▶ [DOCUMENT EXTRACT]
—————

The Idol is an upcoming American drama television series created by Abel "The Weeknd" Tesfaye, Reza Fahim, and Sam Levinson for HBO. It is set to star Lily-Rose Depp and Tesfaye in the leading roles, with Suzanna Son, Troye Sivan, Moses Sumney, Jane Adams, Dan Levy, Jennie Kim, Eli Roth, Rachel Sennott, Hari Nef, Da'Vine Joy Randolph, Mike Dean, Ramsey, and Hank Azaria appearing as supporting characters. The series will also mark the final television appearance of Anne Heche, who died on August 11, 2022.

Synopsis
The show will center on Jocelyn (Lily-Rose Depp), an aspiring pop idol who, after having a nervous breakdown that causes her last tour to be canceled, resolves to reclaim her title as the sexiest pop star in America and begins a complicated relationship with a self-help guru and the head of a contemporary cult (The Weeknd).

Cast and characters

Main

Recurring

Production

Development 
On June 29, 2021, Abel "The Weeknd" Tesfaye announced that he would be creating, executive producing and co-writing a drama series for HBO alongside Reza Fahim and Sam Levinson. On the same day, Ashley Levinson and Joseph Epstein were announced as executive producers for the series, with Epstein also serving as a writer and the series' showrunner. Mary Laws was also announced as a writer and will serve as a co-executive producer, alongside Tesfaye's co-manager Wassim Slaiby and his creative director La Mar Taylor. Amy Seimetz was signed on as the director and as an executive producer.

—————

▶ [EXTRACTED RECORDS]
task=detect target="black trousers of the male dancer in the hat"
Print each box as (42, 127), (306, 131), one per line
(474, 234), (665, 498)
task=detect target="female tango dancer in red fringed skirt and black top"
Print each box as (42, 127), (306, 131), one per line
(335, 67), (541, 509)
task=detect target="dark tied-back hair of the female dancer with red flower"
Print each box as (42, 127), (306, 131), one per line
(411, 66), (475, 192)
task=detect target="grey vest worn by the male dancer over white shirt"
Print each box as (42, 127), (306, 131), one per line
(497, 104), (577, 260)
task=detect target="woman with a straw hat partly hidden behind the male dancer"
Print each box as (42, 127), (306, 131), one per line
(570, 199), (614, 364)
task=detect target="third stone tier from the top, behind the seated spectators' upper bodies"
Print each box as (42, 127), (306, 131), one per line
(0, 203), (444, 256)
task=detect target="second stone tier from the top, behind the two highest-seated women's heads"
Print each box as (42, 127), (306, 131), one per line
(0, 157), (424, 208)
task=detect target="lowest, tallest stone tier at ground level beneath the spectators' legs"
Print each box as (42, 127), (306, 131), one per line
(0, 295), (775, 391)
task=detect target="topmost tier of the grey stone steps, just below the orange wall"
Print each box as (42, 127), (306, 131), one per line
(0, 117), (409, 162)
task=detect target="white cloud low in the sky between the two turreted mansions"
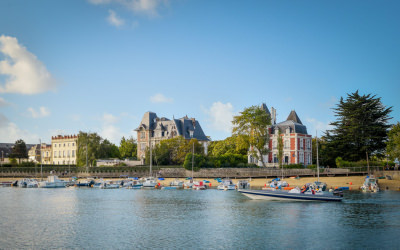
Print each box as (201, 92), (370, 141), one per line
(206, 102), (235, 133)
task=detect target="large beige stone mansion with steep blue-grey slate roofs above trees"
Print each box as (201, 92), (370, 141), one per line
(135, 112), (209, 160)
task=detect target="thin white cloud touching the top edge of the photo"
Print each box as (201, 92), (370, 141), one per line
(89, 0), (168, 17)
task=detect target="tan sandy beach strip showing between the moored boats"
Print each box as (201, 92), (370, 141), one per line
(0, 176), (400, 191)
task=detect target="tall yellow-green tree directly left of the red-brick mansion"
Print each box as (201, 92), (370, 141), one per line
(232, 106), (271, 167)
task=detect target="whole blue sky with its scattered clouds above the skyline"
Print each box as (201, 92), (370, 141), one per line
(0, 0), (400, 145)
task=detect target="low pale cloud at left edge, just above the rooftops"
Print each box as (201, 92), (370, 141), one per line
(0, 113), (39, 143)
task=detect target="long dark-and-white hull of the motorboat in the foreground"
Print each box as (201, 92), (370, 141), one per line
(238, 189), (342, 201)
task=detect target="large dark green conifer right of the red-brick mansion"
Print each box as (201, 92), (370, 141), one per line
(325, 90), (392, 161)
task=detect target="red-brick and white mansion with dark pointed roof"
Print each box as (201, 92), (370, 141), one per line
(248, 103), (312, 167)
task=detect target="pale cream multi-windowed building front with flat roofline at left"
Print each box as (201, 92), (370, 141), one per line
(51, 135), (78, 165)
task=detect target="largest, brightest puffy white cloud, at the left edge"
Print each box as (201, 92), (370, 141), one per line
(0, 35), (56, 95)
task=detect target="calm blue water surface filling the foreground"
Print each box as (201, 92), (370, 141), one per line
(0, 188), (400, 249)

—————

▶ [APPLY WHAT YOU READ]
A) Output the passage of the article on The Idol starting with "Cast and characters" and going on through "an executive producer.", copied verbatim.
B) Go on with the article about the HBO series The Idol, picking up after its final sentence.

▶ [ANSWERS FOR THE TASKS]
A)
Cast and characters

Main

Recurring

Production

Development 
On June 29, 2021, Abel "The Weeknd" Tesfaye announced that he would be creating, executive producing and co-writing a drama series for HBO alongside Reza Fahim and Sam Levinson. On the same day, Ashley Levinson and Joseph Epstein were announced as executive producers for the series, with Epstein also serving as a writer and the series' showrunner. Mary Laws was also announced as a writer and will serve as a co-executive producer, alongside Tesfaye's co-manager Wassim Slaiby and his creative director La Mar Taylor. Amy Seimetz was signed on as the director and as an executive producer.

B)
On November 22, HBO gave the production a series order for a first season consisting of six episodes. On January 14, 2022, Deadline Hollywood reported that Nick Hall had joined the production as an executive producer, following his move to A24 to oversee creative for the company's television slate.

Casting 
In the initial announcement, Tesfaye revealed that he would be starring in the series. On September 29, 2021, it was reported that Lily-Rose Depp had signed on to play the female lead opposite Tesfaye. On November 22, Suzanna Son, Steve Zissis, and Troye Sivan joined the main cast, while Melanie Liburd, Tunde Adebimpe, Elizabeth Berkley, Nico Hiraga and Anne Heche were announced as recurring characters. On December 2, Juliebeth Gonzalez joined the cast as a series regular, while Maya Eshet, Tyson Ritter, Kate Lyn Sheil, Liz Caribel Sierra and Finley Rose Slater were cast in recurring roles.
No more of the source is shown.